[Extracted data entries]
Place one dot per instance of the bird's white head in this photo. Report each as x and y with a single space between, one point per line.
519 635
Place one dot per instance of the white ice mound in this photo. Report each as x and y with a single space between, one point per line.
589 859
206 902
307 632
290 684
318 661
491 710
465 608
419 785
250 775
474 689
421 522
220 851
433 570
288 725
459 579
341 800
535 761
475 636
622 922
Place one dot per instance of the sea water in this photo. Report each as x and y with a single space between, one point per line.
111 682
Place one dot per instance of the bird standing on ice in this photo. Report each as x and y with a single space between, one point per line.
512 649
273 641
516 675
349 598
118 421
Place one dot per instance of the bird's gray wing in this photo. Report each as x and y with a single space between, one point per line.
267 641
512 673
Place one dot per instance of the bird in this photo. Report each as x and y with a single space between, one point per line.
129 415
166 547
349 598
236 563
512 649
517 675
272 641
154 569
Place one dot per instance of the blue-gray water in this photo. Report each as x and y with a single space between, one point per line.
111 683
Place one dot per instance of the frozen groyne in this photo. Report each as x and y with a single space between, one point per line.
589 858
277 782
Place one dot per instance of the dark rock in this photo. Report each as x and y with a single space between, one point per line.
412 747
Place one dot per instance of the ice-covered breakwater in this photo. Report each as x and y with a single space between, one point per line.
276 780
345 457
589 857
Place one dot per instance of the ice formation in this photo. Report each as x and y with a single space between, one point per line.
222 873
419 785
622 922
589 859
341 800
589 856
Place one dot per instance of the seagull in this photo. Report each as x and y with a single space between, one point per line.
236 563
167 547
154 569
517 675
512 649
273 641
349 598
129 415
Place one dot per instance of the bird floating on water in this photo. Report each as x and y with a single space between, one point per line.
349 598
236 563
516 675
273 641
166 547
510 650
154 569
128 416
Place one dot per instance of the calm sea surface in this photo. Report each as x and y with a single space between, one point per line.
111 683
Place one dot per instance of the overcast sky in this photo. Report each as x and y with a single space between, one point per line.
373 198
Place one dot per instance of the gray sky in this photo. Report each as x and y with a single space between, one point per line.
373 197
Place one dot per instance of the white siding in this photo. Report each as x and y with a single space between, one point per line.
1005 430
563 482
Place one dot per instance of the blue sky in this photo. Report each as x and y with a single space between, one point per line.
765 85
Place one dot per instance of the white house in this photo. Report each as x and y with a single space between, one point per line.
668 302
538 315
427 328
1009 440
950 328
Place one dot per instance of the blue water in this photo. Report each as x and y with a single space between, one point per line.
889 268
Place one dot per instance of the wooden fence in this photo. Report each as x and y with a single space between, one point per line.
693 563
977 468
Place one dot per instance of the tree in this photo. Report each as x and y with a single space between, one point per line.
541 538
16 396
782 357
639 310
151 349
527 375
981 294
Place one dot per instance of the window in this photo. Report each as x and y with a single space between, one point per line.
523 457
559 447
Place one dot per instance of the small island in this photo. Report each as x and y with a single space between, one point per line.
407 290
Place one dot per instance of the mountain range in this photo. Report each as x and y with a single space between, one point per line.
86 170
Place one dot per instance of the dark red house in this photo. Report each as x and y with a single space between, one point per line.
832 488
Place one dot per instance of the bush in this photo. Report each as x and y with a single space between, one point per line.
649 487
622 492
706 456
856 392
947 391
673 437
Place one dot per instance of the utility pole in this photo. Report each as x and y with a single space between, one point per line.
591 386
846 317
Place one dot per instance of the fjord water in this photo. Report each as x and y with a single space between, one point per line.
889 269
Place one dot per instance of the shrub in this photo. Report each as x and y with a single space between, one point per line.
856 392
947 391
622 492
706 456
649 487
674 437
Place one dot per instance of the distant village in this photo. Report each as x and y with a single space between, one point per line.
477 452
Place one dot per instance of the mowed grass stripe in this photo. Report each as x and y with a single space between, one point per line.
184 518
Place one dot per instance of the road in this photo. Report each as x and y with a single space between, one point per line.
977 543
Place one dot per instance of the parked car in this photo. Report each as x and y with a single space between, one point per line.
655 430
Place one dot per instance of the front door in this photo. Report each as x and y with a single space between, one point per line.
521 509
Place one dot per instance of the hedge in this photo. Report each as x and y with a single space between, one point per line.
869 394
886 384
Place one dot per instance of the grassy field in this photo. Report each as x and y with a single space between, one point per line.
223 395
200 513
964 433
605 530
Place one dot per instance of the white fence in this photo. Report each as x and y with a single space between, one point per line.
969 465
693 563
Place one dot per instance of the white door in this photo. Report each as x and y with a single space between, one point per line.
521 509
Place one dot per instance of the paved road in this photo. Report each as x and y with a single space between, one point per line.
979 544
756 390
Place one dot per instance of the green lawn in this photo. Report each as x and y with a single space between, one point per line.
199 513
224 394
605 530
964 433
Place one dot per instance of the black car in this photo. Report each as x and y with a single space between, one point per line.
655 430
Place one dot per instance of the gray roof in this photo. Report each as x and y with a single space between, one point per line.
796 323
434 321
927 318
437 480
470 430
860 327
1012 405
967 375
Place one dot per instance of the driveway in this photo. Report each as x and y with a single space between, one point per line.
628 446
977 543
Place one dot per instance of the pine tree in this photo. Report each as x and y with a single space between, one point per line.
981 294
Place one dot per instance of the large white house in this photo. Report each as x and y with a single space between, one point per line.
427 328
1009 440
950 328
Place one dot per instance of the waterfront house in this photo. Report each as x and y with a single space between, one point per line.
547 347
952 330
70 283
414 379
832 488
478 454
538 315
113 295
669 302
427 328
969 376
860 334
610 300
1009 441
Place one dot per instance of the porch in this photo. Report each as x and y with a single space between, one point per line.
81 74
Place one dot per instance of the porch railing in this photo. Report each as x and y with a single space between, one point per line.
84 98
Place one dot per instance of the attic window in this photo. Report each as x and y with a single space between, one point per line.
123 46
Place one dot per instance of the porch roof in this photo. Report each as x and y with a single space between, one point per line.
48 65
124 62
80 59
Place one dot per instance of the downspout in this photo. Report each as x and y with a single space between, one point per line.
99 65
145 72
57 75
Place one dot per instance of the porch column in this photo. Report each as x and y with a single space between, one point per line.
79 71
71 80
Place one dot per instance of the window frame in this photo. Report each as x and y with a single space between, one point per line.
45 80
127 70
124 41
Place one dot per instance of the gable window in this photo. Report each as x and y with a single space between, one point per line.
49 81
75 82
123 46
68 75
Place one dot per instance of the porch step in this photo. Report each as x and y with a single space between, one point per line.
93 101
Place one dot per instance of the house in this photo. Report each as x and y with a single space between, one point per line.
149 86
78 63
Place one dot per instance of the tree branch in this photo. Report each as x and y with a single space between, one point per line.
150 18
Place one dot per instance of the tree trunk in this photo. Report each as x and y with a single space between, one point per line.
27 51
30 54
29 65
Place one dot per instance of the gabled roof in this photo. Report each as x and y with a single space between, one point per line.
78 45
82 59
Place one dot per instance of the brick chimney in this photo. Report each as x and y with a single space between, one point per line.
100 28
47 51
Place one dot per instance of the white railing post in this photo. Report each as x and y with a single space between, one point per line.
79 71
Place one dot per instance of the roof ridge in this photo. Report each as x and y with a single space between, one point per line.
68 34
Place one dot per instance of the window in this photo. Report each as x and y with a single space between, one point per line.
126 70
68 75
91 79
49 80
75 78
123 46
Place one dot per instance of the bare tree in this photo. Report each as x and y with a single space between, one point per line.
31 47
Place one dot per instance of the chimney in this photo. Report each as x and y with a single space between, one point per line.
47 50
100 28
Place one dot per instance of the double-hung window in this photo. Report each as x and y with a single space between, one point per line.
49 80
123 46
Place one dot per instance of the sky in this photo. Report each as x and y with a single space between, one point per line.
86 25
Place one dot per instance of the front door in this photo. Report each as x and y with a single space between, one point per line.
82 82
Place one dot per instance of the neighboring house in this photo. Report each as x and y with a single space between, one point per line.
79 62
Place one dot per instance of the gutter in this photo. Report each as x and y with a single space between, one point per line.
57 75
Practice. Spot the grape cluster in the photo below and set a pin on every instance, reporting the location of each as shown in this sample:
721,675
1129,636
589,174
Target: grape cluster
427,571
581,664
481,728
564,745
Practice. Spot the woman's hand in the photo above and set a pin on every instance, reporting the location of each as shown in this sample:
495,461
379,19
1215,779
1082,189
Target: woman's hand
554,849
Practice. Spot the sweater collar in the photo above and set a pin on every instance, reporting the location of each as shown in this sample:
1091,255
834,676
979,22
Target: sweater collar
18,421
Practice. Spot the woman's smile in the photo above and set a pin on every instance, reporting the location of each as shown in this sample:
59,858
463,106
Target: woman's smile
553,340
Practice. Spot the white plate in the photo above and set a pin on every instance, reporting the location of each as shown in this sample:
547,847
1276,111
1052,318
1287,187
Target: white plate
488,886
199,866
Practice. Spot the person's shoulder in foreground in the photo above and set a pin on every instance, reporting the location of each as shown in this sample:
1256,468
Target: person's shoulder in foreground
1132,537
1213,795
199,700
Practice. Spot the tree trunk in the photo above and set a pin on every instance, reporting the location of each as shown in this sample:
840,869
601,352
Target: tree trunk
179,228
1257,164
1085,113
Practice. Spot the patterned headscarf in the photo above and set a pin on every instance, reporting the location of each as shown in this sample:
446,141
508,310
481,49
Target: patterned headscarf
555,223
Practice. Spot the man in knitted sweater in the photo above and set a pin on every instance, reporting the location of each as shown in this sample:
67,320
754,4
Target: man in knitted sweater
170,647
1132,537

** EXERCISE DESCRIPTION **
Looking at the entries, state how many lines hold the string "above", with the number as the sole reply.

** TASK OUTPUT **
8